## TEXT SEGMENT
- - - - -
SDC presenters include many technology inventors driving the leading edge of storage (and memory, see below) industries. So, if you are developing storage systems, SDC is a must attend conference.

As for plugfests, SNIA has held FC storage networking plugfests over the years which have been instrumental in helping storage networking adoption.

We also talked about SNIA hackathons. Apparently a decade or so back, SNIA held a hackathon on SMB (the file protocol formerly known as CIFS) where most of the industry experts and partners doing work on SAMBA (open source SMB implementation) and SMB proprietary software were present.

At the time, Jason was working for another company, developing an SMB protocol. While attending the hackathon, Jason found that he was able to develop 1-1 relationships with many of the lead SMB/SAMBA developers and was able to solve problems in days that would have taken months before.

SNIA also has technology alliances with just about every other standards body involved in IT infrastructure, software and hardware today. As an indicator of where they are headed, SNIA recently joined with CNCF (Cloud Native Computing Foundation) to push for better storage under K8s.
- - - - -
## INSTRUCTIONS FOR THE TASK
Continue the text on SNIA conferences, plugfests and alliances, starting after its final sentence about CNCF. The items that follow are unrelated to the SNIA text and are not needed for the task.

## SOURCE INFORMATION
- - - - -
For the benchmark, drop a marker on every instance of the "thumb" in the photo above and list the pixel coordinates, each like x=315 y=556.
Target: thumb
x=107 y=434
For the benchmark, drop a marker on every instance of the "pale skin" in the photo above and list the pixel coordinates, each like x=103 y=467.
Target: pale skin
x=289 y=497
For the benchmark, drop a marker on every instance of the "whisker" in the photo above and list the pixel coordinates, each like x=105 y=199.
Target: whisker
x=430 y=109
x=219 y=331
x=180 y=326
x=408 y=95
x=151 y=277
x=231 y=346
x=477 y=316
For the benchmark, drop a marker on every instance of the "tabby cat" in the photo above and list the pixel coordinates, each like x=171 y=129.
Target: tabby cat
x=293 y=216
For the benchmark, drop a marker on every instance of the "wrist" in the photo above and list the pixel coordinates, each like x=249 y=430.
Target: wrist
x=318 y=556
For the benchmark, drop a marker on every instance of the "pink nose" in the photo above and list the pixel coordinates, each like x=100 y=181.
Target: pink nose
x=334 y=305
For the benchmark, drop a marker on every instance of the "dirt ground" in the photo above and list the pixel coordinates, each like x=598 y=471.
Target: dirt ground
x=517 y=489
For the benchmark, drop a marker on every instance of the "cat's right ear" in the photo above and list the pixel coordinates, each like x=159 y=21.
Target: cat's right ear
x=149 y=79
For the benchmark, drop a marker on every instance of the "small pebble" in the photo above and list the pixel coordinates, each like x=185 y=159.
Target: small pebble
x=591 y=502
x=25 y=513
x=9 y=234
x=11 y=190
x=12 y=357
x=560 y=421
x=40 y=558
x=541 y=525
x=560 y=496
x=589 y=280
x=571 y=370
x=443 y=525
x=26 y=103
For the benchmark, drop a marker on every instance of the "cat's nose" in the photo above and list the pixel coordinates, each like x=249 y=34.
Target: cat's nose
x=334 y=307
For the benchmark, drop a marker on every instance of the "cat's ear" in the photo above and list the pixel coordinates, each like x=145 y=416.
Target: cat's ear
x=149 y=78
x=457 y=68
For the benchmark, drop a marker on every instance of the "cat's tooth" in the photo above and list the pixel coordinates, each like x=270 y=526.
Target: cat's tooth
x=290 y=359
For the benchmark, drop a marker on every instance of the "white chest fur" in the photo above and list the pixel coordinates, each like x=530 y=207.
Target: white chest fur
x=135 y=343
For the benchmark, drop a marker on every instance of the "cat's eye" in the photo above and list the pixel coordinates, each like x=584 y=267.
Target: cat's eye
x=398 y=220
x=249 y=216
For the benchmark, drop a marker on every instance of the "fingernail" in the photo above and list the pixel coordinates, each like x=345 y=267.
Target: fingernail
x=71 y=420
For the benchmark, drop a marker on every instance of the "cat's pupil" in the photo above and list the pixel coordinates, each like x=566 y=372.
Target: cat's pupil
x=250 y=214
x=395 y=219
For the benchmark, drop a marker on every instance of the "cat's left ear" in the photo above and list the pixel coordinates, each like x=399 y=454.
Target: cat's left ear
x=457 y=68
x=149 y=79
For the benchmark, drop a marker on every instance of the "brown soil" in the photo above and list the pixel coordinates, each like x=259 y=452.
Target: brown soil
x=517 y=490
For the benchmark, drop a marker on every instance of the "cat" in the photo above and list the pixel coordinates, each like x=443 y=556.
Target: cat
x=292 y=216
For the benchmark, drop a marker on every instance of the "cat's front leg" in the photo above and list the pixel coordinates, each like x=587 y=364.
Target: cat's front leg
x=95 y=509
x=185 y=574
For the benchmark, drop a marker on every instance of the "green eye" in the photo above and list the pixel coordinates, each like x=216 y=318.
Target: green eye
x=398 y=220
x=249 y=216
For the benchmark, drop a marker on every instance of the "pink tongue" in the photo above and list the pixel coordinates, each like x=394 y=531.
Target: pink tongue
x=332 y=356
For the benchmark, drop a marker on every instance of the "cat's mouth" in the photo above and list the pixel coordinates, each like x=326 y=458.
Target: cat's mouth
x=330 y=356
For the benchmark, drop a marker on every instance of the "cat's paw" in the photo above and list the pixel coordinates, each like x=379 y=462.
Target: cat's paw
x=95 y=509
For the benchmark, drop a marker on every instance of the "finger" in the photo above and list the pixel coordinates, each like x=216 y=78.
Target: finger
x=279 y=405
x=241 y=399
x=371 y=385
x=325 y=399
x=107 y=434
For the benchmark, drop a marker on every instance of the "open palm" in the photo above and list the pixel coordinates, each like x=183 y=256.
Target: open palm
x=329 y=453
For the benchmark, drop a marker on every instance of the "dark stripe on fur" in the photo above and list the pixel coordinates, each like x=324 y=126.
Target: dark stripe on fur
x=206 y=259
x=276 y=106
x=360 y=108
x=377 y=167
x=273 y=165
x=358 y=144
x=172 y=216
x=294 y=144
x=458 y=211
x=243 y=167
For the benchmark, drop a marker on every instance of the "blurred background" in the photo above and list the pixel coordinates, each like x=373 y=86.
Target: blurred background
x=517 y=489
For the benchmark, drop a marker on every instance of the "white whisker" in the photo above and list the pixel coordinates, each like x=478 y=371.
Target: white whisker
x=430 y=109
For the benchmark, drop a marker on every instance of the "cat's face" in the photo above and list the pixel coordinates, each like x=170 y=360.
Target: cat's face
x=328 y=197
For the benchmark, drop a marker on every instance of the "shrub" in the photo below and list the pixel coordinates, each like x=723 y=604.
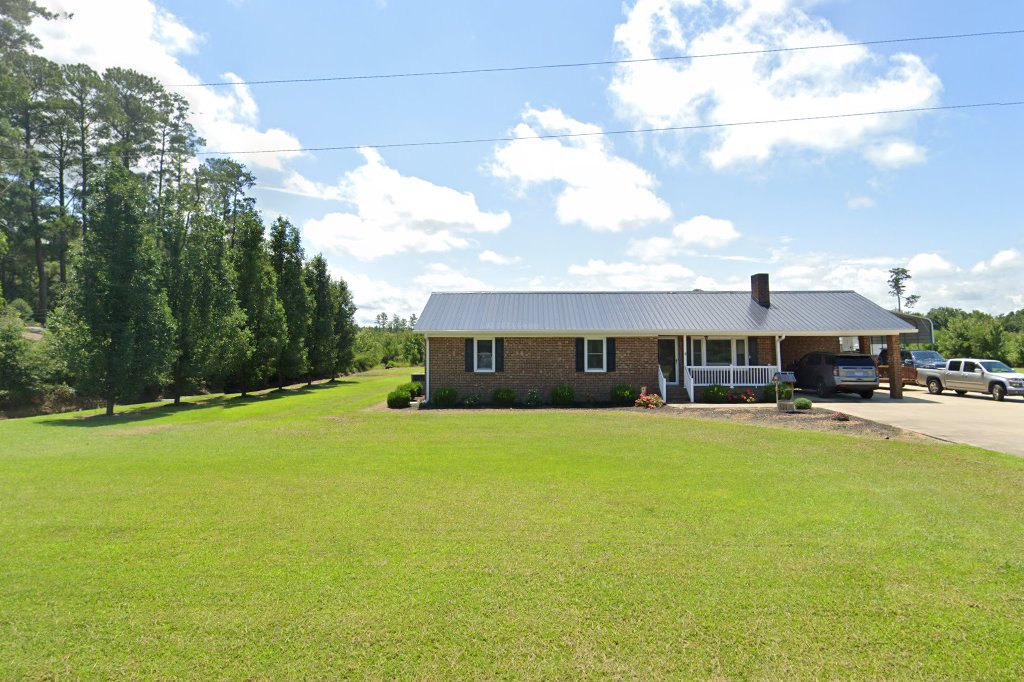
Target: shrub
x=444 y=397
x=743 y=396
x=414 y=388
x=562 y=396
x=624 y=394
x=22 y=308
x=716 y=393
x=768 y=392
x=503 y=397
x=649 y=400
x=398 y=398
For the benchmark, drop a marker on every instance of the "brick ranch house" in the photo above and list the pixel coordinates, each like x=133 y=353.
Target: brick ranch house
x=674 y=343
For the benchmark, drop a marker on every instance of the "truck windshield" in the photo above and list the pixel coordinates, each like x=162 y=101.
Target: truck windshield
x=996 y=367
x=853 y=360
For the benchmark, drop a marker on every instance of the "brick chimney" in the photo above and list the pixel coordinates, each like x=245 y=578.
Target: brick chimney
x=759 y=290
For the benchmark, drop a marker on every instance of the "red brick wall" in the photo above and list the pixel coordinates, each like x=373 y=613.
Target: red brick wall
x=543 y=364
x=766 y=349
x=795 y=347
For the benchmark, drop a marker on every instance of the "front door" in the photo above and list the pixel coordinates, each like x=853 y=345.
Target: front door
x=668 y=357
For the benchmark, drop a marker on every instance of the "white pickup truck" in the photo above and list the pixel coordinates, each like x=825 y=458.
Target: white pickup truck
x=965 y=375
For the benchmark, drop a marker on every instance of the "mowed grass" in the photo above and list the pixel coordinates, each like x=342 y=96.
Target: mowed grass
x=308 y=535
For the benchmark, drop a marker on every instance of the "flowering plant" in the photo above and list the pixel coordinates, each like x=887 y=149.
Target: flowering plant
x=649 y=400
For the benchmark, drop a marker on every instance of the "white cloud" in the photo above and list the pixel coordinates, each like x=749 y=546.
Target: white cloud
x=991 y=285
x=394 y=213
x=928 y=263
x=439 y=276
x=896 y=154
x=859 y=203
x=599 y=274
x=600 y=189
x=375 y=296
x=778 y=85
x=489 y=256
x=1009 y=258
x=699 y=231
x=139 y=35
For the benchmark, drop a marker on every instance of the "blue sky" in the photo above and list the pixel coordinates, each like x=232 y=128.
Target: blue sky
x=822 y=205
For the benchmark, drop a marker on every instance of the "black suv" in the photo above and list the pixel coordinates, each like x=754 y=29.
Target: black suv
x=832 y=373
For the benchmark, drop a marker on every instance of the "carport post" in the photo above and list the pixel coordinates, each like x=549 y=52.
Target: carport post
x=895 y=368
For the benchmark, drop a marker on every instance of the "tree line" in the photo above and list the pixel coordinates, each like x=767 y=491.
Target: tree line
x=976 y=334
x=150 y=271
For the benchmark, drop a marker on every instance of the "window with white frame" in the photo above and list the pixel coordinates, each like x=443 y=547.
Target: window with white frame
x=483 y=354
x=595 y=360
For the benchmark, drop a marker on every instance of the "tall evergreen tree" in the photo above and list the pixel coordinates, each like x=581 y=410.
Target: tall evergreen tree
x=321 y=341
x=345 y=330
x=115 y=328
x=286 y=257
x=211 y=340
x=257 y=294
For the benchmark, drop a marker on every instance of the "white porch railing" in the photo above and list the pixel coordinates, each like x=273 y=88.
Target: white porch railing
x=760 y=375
x=688 y=383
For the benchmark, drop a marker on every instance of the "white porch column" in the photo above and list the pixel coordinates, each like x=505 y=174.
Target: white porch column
x=426 y=368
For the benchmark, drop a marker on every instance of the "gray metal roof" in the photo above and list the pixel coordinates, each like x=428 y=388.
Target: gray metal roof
x=837 y=312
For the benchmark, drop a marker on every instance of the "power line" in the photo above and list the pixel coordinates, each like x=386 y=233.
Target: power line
x=597 y=133
x=701 y=126
x=601 y=62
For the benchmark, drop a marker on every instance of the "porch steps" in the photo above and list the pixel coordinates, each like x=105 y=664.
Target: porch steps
x=677 y=394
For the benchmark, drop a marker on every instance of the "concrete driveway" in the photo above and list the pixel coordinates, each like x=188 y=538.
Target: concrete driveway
x=974 y=419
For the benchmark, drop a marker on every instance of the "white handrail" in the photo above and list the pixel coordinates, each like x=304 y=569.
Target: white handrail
x=731 y=376
x=688 y=384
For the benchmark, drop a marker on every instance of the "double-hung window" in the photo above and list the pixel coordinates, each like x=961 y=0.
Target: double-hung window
x=596 y=355
x=483 y=354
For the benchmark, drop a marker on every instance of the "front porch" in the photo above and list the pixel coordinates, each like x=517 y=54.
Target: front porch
x=688 y=364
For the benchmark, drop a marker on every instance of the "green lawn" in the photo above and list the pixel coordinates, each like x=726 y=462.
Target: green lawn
x=312 y=536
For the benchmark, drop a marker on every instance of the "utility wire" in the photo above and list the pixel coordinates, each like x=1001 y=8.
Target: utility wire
x=602 y=62
x=597 y=133
x=701 y=126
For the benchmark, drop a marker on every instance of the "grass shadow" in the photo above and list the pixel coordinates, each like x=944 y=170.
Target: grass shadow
x=133 y=416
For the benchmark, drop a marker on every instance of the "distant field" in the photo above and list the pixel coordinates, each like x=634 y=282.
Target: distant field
x=313 y=535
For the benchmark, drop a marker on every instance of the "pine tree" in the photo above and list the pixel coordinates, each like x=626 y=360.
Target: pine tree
x=321 y=341
x=211 y=339
x=115 y=328
x=286 y=258
x=344 y=329
x=257 y=294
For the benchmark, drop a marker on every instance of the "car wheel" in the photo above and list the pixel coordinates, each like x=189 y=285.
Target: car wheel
x=822 y=389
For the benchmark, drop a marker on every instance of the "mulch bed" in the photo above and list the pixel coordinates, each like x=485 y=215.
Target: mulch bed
x=815 y=419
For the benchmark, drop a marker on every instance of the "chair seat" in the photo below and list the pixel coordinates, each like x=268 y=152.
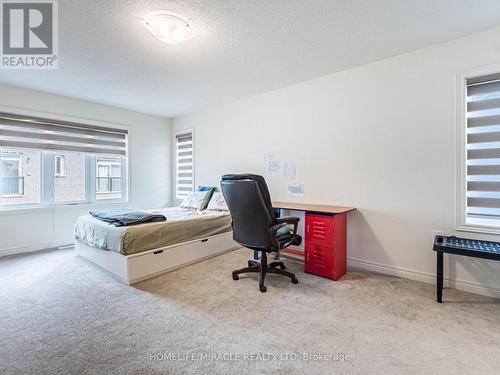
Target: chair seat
x=286 y=238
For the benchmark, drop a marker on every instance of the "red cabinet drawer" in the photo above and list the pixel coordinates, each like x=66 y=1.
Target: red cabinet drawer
x=326 y=245
x=318 y=260
x=319 y=230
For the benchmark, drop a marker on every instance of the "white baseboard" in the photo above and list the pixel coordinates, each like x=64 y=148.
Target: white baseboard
x=32 y=248
x=428 y=278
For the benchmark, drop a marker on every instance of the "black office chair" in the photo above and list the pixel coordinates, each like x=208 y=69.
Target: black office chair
x=255 y=225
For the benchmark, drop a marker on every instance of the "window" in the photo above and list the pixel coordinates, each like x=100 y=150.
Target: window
x=108 y=177
x=184 y=171
x=70 y=177
x=480 y=195
x=48 y=162
x=59 y=166
x=19 y=176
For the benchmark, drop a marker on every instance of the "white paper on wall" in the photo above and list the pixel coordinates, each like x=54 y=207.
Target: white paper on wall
x=295 y=188
x=273 y=165
x=289 y=170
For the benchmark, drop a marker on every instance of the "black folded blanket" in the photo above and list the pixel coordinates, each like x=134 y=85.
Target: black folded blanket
x=125 y=216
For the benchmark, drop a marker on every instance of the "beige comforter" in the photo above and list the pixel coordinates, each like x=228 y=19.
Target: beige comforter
x=182 y=225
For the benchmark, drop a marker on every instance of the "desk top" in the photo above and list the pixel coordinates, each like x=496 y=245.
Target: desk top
x=313 y=207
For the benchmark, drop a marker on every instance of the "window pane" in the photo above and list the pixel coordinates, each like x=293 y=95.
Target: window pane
x=69 y=183
x=108 y=177
x=59 y=165
x=20 y=176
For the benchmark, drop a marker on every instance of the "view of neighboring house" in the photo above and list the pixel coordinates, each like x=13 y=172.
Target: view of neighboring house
x=20 y=179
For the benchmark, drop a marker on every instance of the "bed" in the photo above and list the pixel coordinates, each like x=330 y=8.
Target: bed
x=138 y=252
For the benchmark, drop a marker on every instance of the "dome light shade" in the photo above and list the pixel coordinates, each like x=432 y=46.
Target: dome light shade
x=168 y=28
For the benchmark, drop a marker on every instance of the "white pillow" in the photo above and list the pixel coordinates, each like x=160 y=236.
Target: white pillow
x=218 y=203
x=195 y=199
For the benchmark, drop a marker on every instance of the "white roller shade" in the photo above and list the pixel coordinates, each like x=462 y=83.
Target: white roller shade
x=184 y=178
x=46 y=134
x=483 y=146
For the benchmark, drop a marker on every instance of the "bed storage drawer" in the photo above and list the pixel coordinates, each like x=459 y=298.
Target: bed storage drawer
x=170 y=258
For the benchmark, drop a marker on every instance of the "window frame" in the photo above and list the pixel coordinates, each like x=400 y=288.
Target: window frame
x=462 y=224
x=19 y=174
x=174 y=161
x=47 y=165
x=61 y=173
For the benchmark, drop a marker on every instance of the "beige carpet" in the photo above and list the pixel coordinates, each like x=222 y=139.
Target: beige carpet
x=61 y=315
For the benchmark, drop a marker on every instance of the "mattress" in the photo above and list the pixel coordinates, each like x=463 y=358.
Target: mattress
x=182 y=225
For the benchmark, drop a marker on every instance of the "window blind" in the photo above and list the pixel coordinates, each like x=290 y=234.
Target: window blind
x=46 y=134
x=483 y=147
x=184 y=165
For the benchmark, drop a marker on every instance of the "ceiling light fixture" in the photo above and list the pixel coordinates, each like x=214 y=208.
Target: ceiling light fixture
x=168 y=28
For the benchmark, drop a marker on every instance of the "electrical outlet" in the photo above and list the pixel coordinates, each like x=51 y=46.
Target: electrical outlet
x=437 y=233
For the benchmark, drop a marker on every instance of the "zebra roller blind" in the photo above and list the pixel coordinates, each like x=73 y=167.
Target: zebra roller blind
x=483 y=147
x=46 y=134
x=184 y=178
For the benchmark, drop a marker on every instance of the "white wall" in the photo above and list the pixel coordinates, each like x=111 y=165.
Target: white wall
- - - - -
## OUTPUT OF THE TASK
SNIA has TWGs focused on technological areas that impact storage access. One TWG that has been going on now, for a long time, is Swordfish, an extension to the DMTF Redfish that focuses on managing storage.

Swordfish has struggled over the years to achieve industry adoption. We spent time discussing some of the issues with Swordfish, but honestly,  IMHO, it may be too late to change course.

Given the recent SNIA alliance with CNCF, we started discussing the state of storage under K8s and containers. DrJ and Jason mentioned that storage access under K8s goes through so many layers of abstraction that IO performance is almost smothered in overhead. The thinking at SNIA is we need to come up with a better API that bypasses all this software overhead to  directly access hardware.

 SNIA’s been working on SDXI (Smart Data Acceleration Interface), a new hardware memory to memory, direct path protocol. Apparently, this is a new byte level, (storage?) protocol for moving data between memories. I believe SDXI assumes that at least one memory device is shared. The other could be in a storage server, smartNIC, GPU, server, etc. If SDXI were running in your shared memory and server, one could use the API to strip away all of the software abstraction layers that have built up over the years to accessi shared memory at near hardware speeds

DrJ mentioned was NVMe as another protocol that strips away software abstractions to allow direct access to (storage) hardware. The performance of Optane and SSDs (and it turns out disks) was being smothered by SCSI device protocols/abstrations that were the only way to talk to storage devices in the past. But NVM and NVMe came along, and stripped all the non-essential abstractions and protocol overhead away and all of a sudden sub 100 microsecond IO’s were possible.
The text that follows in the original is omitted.